[Stored data entries]
■ ■ ■ ■ ■ ■ ■

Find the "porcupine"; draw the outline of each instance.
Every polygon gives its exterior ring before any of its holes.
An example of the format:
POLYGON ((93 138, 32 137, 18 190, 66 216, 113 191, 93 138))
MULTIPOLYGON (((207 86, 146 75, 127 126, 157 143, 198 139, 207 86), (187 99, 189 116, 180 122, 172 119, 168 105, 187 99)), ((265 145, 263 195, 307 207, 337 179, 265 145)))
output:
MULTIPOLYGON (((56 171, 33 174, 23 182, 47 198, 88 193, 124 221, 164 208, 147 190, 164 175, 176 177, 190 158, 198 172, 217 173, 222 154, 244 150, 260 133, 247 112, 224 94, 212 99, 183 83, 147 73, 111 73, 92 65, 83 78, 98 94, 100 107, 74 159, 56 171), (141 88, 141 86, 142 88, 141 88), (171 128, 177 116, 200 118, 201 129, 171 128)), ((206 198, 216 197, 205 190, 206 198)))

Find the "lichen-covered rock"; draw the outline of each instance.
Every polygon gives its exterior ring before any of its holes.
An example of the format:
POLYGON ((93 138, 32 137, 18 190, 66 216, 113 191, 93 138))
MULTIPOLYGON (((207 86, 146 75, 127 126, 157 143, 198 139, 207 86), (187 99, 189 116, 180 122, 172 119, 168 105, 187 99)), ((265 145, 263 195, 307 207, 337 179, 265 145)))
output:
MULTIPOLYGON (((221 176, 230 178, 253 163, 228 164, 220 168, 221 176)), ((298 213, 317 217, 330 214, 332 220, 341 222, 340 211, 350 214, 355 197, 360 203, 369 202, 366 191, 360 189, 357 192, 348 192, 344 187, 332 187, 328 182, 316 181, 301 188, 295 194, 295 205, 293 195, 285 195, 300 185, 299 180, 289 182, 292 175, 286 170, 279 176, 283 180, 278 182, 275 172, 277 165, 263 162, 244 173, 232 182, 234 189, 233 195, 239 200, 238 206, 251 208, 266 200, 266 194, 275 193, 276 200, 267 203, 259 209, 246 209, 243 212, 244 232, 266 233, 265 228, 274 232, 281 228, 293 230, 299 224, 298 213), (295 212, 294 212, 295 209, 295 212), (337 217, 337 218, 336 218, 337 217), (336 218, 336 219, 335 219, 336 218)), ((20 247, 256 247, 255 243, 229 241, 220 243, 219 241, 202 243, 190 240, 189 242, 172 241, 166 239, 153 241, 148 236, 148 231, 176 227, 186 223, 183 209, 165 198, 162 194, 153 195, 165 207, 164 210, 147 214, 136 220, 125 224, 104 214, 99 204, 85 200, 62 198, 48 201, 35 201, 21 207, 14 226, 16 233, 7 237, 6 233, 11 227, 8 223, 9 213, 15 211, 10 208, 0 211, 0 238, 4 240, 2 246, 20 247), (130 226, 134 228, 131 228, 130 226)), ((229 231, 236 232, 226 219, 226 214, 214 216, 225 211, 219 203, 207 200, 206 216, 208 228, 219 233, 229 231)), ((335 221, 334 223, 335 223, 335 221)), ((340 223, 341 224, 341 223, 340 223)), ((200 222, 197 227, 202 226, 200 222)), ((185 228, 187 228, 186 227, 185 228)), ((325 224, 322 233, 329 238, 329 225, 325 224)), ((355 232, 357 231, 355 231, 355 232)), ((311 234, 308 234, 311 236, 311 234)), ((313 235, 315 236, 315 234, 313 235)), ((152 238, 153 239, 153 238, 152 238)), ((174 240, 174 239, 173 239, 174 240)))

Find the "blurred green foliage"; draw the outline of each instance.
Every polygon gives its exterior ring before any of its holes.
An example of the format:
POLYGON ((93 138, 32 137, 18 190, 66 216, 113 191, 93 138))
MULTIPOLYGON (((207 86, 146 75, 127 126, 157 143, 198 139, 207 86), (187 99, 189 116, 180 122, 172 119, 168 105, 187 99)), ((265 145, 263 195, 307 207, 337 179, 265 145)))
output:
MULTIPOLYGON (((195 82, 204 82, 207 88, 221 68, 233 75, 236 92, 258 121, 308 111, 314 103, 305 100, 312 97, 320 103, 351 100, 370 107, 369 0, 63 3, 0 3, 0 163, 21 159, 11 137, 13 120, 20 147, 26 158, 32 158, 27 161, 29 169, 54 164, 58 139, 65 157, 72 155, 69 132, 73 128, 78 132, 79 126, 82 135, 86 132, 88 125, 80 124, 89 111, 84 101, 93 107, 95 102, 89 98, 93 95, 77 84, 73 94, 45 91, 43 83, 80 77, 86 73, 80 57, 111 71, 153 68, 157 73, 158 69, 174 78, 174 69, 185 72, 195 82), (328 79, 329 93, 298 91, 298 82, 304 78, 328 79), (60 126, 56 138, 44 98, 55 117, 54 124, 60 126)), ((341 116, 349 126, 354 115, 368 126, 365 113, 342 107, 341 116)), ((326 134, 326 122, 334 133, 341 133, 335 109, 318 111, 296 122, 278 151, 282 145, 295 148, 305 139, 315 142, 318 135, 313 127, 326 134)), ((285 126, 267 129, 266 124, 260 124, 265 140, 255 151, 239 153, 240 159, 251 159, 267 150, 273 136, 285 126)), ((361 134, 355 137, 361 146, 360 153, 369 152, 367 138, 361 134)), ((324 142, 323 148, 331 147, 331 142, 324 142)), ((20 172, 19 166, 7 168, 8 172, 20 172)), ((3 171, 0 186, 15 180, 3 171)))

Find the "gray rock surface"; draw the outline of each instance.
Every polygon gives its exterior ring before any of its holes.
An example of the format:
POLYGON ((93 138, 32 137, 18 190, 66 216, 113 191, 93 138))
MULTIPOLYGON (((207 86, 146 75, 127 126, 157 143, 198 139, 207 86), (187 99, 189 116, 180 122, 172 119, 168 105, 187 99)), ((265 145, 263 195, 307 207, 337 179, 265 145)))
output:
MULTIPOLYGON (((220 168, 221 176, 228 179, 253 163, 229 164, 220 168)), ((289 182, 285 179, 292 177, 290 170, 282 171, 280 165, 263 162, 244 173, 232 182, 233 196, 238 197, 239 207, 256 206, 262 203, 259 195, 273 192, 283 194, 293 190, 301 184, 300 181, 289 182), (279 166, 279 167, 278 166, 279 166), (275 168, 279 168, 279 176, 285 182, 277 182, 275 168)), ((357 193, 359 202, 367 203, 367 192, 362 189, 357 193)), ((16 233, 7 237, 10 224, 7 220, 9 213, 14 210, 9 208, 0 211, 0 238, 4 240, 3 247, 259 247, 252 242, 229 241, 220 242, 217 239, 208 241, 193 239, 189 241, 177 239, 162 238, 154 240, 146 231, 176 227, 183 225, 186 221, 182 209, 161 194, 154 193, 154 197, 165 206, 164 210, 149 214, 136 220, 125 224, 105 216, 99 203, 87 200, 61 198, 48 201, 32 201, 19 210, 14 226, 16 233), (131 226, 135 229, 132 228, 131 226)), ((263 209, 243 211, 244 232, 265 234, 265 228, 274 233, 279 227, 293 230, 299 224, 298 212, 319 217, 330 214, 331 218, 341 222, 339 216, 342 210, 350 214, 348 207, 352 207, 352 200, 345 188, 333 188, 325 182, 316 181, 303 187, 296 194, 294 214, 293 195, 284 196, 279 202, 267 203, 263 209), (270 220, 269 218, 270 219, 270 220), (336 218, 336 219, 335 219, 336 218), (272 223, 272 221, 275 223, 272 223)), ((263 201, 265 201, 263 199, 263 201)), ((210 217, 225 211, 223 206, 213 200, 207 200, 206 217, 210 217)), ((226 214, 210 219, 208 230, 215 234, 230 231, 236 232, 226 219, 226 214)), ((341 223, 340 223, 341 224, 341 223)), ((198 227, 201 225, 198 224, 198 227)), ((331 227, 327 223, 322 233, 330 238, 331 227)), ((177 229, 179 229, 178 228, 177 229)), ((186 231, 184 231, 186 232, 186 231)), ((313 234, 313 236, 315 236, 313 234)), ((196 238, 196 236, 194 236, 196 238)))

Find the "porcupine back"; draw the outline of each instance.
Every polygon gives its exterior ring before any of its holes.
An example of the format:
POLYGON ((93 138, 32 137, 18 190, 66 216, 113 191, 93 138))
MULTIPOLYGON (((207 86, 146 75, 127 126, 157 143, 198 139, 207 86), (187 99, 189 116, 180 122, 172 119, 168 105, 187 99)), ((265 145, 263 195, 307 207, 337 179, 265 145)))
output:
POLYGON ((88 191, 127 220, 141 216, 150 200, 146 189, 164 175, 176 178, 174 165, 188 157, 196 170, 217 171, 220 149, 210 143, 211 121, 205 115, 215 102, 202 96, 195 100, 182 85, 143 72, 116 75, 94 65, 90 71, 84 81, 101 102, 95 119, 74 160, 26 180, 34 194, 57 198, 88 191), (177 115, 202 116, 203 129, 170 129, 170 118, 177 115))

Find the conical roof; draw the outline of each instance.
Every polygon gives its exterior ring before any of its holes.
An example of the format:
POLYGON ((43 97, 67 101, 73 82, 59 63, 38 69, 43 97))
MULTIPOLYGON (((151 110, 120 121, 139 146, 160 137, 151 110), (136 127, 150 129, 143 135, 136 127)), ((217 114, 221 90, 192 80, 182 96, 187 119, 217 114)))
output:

■ ■ ■ ■ ■ ■ ■

TASK: Rewrite the material, starting at its first line and ending at the line that contains "MULTIPOLYGON (((56 171, 33", with "porcupine" replaced by "hedgehog" and everything else left unchanged.

RESULT FOR THIS EXERCISE:
Find the "hedgehog"; draw the outline of each instance.
Every polygon gives its exterior ring before any of its holes.
An example of the format:
POLYGON ((93 138, 32 137, 18 190, 66 216, 113 191, 93 138))
MULTIPOLYGON (((207 86, 146 75, 127 126, 157 143, 198 139, 207 86), (187 99, 189 116, 180 122, 172 119, 168 105, 187 99)), ((265 145, 263 195, 307 207, 337 179, 265 145)))
output:
MULTIPOLYGON (((56 171, 33 174, 23 182, 47 198, 88 193, 124 221, 164 208, 147 190, 164 175, 176 177, 190 158, 198 172, 217 173, 222 154, 244 150, 260 133, 247 112, 224 94, 212 99, 183 83, 147 73, 111 73, 92 65, 83 78, 98 94, 100 107, 74 159, 56 171), (141 88, 141 86, 142 88, 141 88), (171 128, 177 116, 200 118, 201 129, 171 128)), ((206 198, 216 197, 205 190, 206 198)))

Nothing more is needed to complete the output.